• **Entries from an annotation dataset**
● ● ● ● ● ● ●
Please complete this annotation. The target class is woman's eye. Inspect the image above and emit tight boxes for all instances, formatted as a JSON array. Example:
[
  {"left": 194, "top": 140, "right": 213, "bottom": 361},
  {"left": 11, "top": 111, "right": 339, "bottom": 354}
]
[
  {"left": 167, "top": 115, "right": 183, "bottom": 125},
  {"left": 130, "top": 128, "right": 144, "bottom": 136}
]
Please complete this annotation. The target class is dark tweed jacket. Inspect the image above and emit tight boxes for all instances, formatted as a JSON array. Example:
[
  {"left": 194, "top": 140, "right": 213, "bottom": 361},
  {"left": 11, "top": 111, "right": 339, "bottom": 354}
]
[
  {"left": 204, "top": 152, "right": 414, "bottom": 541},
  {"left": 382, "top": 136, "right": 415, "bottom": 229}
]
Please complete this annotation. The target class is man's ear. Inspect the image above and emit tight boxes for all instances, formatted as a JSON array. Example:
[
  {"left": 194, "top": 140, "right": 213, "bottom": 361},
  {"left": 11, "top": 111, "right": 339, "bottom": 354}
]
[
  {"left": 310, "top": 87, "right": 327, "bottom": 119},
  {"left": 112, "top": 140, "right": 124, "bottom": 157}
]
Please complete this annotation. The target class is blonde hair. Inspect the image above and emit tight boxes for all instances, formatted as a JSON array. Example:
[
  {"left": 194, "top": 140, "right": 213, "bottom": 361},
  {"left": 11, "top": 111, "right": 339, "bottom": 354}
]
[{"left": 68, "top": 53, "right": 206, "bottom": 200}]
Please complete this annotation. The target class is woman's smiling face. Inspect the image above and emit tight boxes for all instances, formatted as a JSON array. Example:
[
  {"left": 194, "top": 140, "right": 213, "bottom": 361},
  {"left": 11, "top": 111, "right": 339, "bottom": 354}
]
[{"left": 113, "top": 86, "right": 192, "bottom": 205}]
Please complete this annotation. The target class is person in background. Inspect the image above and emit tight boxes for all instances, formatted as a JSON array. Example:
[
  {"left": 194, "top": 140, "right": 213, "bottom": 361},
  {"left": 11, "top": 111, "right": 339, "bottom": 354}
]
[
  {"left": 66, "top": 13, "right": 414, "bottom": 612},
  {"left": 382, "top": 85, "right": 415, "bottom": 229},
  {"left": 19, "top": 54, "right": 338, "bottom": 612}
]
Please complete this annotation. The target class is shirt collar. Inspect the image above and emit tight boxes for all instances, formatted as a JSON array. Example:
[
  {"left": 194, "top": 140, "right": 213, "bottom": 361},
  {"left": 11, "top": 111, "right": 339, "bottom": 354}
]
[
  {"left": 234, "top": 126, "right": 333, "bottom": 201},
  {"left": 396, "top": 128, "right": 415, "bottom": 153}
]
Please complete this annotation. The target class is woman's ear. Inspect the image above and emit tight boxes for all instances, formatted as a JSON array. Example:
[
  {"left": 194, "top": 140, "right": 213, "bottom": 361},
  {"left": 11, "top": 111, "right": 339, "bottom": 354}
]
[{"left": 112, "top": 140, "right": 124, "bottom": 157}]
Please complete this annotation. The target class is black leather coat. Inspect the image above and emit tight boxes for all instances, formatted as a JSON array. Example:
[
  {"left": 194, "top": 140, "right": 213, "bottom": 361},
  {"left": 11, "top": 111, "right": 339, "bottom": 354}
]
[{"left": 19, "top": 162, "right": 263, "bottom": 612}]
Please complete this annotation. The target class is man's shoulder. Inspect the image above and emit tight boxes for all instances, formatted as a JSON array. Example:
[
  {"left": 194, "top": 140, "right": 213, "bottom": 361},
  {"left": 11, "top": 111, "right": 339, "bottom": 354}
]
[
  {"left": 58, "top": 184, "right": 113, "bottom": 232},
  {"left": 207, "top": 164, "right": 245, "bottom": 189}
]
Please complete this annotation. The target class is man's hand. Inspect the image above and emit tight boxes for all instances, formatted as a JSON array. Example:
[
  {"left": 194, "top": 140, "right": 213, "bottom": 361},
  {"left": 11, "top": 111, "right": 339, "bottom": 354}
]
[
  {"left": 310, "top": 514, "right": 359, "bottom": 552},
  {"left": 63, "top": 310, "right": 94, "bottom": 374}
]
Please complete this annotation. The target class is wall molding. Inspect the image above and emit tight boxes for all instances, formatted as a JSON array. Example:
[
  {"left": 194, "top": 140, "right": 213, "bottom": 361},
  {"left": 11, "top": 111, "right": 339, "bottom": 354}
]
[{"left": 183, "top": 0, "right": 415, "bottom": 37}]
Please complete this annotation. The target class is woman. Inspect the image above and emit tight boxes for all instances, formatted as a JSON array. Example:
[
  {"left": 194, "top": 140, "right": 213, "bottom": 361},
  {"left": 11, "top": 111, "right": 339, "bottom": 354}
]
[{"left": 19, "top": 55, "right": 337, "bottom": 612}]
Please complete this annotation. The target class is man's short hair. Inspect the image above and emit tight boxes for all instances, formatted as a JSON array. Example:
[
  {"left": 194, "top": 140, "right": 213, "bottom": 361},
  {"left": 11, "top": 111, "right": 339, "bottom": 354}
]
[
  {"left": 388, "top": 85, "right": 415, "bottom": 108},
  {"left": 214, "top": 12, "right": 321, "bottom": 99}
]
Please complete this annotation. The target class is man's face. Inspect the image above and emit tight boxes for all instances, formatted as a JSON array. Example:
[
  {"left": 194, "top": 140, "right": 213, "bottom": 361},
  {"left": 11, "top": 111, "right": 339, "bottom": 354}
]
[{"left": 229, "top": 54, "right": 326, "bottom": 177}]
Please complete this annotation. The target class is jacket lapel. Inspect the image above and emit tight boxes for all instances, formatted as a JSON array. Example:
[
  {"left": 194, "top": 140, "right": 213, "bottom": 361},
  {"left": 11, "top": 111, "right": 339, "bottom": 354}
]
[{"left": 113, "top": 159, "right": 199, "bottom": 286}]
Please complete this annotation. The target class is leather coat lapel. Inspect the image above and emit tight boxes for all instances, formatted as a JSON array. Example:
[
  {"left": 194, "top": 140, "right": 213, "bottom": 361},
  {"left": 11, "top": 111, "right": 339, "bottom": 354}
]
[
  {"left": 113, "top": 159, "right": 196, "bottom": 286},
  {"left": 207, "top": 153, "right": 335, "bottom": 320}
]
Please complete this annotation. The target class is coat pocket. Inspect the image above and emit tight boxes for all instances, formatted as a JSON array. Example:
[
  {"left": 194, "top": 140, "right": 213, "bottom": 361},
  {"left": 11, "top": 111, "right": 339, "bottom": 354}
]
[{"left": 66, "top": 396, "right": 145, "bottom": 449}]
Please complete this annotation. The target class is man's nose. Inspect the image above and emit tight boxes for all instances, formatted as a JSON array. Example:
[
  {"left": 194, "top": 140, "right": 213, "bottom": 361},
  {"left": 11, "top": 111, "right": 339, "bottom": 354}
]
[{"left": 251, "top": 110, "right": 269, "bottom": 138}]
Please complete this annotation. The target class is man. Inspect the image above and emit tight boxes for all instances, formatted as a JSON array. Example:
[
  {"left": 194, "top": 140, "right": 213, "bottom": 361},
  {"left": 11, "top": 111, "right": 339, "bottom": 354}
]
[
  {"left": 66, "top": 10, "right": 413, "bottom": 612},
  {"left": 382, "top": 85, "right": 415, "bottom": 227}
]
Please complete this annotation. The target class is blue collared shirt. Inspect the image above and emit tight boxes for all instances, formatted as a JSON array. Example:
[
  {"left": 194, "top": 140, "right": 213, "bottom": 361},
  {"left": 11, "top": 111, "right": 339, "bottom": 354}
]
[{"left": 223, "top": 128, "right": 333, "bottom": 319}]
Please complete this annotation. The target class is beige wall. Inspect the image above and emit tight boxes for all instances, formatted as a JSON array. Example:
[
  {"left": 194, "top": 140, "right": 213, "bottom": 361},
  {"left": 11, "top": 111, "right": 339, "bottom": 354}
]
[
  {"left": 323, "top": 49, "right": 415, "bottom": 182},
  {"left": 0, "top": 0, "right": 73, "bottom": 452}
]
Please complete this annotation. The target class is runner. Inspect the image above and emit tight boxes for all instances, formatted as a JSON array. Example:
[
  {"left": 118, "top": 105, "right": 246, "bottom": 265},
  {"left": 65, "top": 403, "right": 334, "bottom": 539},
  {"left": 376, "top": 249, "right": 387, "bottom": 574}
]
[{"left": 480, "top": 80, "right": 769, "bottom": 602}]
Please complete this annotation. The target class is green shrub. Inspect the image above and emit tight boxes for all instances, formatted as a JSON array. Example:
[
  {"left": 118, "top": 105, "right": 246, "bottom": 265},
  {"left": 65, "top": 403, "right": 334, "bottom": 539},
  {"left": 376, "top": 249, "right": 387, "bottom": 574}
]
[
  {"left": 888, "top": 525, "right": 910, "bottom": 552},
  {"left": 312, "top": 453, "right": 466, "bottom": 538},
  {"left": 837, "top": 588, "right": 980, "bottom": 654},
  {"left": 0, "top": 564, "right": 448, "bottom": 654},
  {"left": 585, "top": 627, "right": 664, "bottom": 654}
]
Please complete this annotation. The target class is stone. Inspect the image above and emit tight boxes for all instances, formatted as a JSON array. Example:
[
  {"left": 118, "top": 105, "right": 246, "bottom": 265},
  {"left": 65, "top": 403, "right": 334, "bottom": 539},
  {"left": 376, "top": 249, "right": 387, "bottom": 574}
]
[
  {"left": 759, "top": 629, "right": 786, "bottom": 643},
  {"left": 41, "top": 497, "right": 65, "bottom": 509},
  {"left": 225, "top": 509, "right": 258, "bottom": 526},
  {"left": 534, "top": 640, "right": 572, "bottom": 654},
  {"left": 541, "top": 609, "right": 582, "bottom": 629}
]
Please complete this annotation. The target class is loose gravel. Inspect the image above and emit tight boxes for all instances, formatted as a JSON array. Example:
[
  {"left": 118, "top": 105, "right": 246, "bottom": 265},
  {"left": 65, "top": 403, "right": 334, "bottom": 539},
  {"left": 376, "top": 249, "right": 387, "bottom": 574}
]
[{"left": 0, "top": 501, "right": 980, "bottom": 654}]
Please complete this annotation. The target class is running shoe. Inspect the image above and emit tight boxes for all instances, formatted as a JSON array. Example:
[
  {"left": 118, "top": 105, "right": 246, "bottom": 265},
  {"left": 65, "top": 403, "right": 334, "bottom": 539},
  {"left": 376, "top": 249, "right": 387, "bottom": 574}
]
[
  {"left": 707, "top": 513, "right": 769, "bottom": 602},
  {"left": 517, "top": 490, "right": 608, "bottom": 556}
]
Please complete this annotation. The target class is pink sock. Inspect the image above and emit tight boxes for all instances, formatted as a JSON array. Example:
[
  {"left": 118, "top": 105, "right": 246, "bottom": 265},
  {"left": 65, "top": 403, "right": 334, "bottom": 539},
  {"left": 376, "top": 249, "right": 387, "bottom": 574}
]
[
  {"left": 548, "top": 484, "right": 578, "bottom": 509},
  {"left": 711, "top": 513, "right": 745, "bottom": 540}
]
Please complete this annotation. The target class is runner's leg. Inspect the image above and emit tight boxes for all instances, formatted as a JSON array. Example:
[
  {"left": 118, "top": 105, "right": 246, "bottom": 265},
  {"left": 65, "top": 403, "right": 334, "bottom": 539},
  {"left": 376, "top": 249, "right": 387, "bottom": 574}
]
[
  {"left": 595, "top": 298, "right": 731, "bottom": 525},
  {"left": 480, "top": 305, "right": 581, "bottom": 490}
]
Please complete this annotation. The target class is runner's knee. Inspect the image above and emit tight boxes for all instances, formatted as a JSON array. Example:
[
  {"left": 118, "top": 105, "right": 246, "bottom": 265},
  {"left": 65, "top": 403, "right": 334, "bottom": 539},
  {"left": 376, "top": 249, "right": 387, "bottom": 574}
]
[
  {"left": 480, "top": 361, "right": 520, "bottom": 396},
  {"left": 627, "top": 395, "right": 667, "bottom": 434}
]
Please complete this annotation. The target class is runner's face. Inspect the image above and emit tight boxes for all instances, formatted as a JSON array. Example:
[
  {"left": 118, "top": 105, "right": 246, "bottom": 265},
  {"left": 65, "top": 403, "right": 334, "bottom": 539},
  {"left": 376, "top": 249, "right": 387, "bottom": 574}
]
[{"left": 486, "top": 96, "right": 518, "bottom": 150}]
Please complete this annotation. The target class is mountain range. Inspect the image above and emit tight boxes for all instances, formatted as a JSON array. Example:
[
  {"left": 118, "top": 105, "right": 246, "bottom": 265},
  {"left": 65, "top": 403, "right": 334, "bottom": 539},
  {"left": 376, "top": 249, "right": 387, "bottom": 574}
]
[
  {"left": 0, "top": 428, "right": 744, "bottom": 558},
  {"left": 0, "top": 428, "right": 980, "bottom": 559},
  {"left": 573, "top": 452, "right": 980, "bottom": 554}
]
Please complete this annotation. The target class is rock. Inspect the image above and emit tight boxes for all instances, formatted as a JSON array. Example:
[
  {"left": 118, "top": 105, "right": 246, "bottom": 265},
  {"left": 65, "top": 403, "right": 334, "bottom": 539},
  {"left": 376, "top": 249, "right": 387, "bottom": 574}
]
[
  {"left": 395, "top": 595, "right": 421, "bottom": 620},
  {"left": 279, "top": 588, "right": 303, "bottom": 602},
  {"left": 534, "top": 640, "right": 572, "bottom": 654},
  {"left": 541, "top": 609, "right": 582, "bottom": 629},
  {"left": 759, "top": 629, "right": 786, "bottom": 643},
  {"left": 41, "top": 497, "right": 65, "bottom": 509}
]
● ● ● ● ● ● ●
• **Task to carry out**
Which lines in the entries above contain the string "face", with case counting? Report every such line in full.

• **Full output**
Please complete this annotation. The target class is woman's smiling face. Inspect the image above and emit tight boxes for all instances, formatted as a JSON array. Example:
Please complete this annotation. The target class is man's face. Inspect the image above and emit tight boxes for all instances, formatted as a JSON array. Example:
Please complete this annotation. The target class is runner's face. Inspect the image above and emit tight boxes for all instances, formatted as a JSON array. Example:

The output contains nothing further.